Stored data:
§ §
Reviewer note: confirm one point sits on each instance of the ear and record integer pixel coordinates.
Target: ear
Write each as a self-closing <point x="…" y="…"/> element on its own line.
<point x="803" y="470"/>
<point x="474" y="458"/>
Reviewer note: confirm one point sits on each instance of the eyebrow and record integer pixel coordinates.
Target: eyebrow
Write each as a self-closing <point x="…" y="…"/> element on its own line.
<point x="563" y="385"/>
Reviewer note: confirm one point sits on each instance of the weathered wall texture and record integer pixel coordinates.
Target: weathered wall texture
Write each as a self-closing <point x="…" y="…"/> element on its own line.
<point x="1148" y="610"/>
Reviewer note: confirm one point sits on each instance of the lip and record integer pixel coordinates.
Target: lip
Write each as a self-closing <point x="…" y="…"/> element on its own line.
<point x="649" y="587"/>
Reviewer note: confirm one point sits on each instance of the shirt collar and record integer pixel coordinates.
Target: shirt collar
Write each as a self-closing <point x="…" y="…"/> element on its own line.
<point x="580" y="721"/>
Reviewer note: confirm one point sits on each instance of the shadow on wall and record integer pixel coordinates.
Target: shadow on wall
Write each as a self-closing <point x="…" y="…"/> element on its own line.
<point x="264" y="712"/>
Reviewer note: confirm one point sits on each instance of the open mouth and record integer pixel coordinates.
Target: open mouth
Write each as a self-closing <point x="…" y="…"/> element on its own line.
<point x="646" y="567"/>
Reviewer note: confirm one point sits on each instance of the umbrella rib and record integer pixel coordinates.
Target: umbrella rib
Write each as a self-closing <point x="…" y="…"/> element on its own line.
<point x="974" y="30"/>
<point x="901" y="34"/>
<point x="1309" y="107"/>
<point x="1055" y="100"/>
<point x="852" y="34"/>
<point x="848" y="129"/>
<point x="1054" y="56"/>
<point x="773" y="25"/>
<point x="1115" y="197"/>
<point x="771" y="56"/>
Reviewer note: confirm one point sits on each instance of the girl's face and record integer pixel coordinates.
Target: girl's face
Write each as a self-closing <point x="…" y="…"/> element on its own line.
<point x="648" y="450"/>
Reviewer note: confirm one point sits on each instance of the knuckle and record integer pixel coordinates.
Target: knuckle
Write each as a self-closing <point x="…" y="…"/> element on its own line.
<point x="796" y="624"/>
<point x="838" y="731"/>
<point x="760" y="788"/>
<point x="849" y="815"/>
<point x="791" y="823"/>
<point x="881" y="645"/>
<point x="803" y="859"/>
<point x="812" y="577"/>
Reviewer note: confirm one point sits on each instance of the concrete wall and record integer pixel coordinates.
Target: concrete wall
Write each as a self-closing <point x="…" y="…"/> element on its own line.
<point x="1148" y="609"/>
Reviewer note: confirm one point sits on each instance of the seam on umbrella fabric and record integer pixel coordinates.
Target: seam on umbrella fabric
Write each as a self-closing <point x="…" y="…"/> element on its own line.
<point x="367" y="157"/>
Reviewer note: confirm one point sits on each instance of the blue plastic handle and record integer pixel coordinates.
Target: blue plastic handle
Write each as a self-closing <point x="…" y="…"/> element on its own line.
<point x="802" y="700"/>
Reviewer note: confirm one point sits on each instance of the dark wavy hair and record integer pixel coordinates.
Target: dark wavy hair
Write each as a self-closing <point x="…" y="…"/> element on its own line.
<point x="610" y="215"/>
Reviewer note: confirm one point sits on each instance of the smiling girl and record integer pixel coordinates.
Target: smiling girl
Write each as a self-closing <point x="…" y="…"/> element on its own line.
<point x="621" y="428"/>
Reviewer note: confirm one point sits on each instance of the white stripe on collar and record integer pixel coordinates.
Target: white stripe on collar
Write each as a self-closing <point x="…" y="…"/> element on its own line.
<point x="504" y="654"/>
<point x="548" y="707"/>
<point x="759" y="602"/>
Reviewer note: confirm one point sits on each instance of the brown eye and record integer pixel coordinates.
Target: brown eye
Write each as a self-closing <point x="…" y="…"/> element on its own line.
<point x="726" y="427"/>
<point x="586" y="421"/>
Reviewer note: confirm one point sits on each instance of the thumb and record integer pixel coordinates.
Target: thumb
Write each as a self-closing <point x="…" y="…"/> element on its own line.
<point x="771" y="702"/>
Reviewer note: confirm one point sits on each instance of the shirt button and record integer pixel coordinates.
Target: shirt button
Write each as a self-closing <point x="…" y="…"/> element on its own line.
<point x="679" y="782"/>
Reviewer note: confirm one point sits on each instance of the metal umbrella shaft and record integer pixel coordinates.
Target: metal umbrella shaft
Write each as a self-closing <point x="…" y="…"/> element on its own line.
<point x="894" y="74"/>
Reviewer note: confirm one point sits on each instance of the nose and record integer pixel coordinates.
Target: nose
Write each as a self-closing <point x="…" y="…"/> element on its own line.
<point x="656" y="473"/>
§ §
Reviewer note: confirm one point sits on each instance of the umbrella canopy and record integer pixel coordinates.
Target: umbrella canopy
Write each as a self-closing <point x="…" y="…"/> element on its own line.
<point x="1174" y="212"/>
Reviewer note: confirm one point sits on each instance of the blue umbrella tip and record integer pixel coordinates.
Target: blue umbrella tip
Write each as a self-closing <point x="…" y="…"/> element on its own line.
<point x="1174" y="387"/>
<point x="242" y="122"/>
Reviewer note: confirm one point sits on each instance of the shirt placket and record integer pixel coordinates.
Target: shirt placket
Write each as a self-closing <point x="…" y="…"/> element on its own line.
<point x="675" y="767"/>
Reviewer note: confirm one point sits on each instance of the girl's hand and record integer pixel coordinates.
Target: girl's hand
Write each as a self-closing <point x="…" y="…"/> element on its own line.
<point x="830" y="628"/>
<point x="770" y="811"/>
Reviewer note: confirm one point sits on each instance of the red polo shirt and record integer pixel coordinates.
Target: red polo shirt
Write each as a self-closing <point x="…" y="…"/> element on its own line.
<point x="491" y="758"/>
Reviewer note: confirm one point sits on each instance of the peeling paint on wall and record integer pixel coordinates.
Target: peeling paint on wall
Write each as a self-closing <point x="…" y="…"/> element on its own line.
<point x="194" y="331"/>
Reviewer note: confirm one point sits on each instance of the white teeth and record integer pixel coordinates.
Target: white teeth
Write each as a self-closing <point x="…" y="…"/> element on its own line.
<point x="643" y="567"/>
§ §
## [Stated exercise]
Report each line of the records above that contains the string "button", and copy every such line in full. Treat the match as case-sensitive.

## [Solution to the problem]
Reviewer note: confirm one point sits on each instance of the shirt button and record integer pixel coordinates.
Target: shirt button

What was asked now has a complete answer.